#### PASSAGE TO READ
Organizations of the Year nominees
Korean War Veterans Association, Chapter 305
Nearly a decade of service as a Carson City group provides proud echoes of earlier military service by members in the Korean War Veterans Association, Chapter 305, which is a nominee for the 2008 Organization the Year Award.
Chapter 305 President Angelo P. De Felice, who made the nomination, cited chapter work to erect a Korean war monument and provision for trauma nurse scholarships at Western Nevada College as among the group’s notable achievements.
“It’s the only (Korean War) memorial in Nevada,” De Felice said of the monument at the east end of Fifth Street in Carson City. He said the memorial, which the chapter is still completing, lists the 34 Nevadans who died in Korea and commemorates the final major battle of the conflict in which he served.
Boulders at the site are named for Nevada communities, including Carson City, and recall names of hills in Korea involved in that final battle. De Felice said the hills’ names came from an officer with Nevada connections who led troops in the final fighting there a half-century ago.
The 43-member Chapter 305 provides a yearly scholarship of $1,000 for two beginning nursing students at WNC.
It also provides annual donations of $50 to $100 to Angel Tree of Carson City, Cub Scout Pack 341, Eagle Valley Children’s Home Christmas, Salvation Army Christmas, Special Olympics, two needy veterans during the holiday season, and the San Jose Chapter of the USO.

#### STORED DATA
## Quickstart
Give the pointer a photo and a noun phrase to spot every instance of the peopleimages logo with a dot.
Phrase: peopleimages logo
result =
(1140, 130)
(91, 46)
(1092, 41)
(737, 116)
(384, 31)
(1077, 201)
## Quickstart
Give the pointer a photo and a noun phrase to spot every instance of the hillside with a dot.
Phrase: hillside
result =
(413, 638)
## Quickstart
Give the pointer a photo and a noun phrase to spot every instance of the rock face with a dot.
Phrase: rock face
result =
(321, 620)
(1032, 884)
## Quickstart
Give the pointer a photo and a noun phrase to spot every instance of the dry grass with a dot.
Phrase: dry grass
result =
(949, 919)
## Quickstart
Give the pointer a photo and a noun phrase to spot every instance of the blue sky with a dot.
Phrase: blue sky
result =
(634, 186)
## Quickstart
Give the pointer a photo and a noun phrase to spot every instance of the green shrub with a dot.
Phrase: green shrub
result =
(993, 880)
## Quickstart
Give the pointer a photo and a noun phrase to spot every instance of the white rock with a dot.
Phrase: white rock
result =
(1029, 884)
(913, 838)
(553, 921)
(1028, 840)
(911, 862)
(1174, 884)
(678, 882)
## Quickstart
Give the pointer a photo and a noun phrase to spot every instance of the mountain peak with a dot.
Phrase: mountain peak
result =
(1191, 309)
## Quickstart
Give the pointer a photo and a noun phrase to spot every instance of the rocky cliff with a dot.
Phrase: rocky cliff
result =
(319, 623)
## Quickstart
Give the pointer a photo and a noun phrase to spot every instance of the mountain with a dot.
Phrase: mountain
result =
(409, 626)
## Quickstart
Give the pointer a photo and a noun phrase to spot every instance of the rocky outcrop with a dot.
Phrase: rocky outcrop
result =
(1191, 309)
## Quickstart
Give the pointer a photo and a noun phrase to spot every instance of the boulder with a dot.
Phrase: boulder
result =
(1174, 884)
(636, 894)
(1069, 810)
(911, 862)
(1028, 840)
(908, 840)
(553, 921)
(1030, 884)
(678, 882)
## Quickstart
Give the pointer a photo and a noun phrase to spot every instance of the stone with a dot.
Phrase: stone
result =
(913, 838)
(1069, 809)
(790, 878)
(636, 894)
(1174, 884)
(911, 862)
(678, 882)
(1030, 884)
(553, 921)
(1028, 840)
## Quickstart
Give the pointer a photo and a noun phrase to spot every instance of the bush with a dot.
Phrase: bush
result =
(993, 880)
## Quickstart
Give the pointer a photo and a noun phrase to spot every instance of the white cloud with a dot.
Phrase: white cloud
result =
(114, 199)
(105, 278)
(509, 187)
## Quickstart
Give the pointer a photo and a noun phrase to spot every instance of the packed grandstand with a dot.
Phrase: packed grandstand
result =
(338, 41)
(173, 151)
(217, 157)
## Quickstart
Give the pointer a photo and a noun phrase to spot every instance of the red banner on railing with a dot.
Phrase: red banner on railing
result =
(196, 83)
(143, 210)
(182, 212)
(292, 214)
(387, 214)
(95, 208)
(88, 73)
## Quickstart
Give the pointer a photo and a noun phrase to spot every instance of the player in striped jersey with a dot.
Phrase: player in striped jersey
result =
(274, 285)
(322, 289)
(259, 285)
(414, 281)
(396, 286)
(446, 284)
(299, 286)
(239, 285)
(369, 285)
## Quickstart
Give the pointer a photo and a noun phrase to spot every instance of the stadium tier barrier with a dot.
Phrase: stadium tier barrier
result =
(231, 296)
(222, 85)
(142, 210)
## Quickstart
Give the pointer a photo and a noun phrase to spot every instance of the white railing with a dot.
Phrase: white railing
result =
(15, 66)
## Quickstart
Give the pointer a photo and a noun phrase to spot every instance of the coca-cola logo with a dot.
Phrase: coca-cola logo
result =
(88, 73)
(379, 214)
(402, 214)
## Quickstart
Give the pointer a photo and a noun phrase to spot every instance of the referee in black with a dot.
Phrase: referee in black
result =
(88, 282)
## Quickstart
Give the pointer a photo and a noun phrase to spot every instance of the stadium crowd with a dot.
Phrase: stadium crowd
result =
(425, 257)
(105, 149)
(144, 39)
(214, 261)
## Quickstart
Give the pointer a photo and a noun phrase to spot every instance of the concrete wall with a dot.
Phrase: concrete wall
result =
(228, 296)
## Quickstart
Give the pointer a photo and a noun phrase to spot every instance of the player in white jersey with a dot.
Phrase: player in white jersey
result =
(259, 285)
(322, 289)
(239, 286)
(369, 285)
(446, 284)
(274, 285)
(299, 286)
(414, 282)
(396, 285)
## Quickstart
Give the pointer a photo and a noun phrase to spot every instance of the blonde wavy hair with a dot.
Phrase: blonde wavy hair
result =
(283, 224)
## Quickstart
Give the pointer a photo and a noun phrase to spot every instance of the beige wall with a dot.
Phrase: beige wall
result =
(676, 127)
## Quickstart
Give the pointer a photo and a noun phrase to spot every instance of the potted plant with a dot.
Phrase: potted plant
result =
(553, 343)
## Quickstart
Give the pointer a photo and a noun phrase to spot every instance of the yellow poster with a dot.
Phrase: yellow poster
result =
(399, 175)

#### DIRECTIVE 1
According to the Chapter 305 article, where is the chapter's Korean War monument located?
#### DIRECTIVE 2
Please rewrite the stretch of the Chapter 305 article from "Organizations of the" through "which he served.", changing "monument" to "memorial".
Work only from the Chapter 305 article.

#### TASK RESULT 1
At the east end of Fifth Street in Carson City.

#### TASK RESULT 2
Organizations of the Year nominees
Korean War Veterans Association, Chapter 305
Nearly a decade of service as a Carson City group provides proud echoes of earlier military service by members in the Korean War Veterans Association, Chapter 305, which is a nominee for the 2008 Organization the Year Award.
Chapter 305 President Angelo P. De Felice, who made the nomination, cited chapter work to erect a Korean war memorial and provision for trauma nurse scholarships at Western Nevada College as among the group’s notable achievements.
“It’s the only (Korean War) memorial in Nevada,” De Felice said of the memorial at the east end of Fifth Street in Carson City. He said the memorial, which the chapter is still completing, lists the 34 Nevadans who died in Korea and commemorates the final major battle of the conflict in which he served.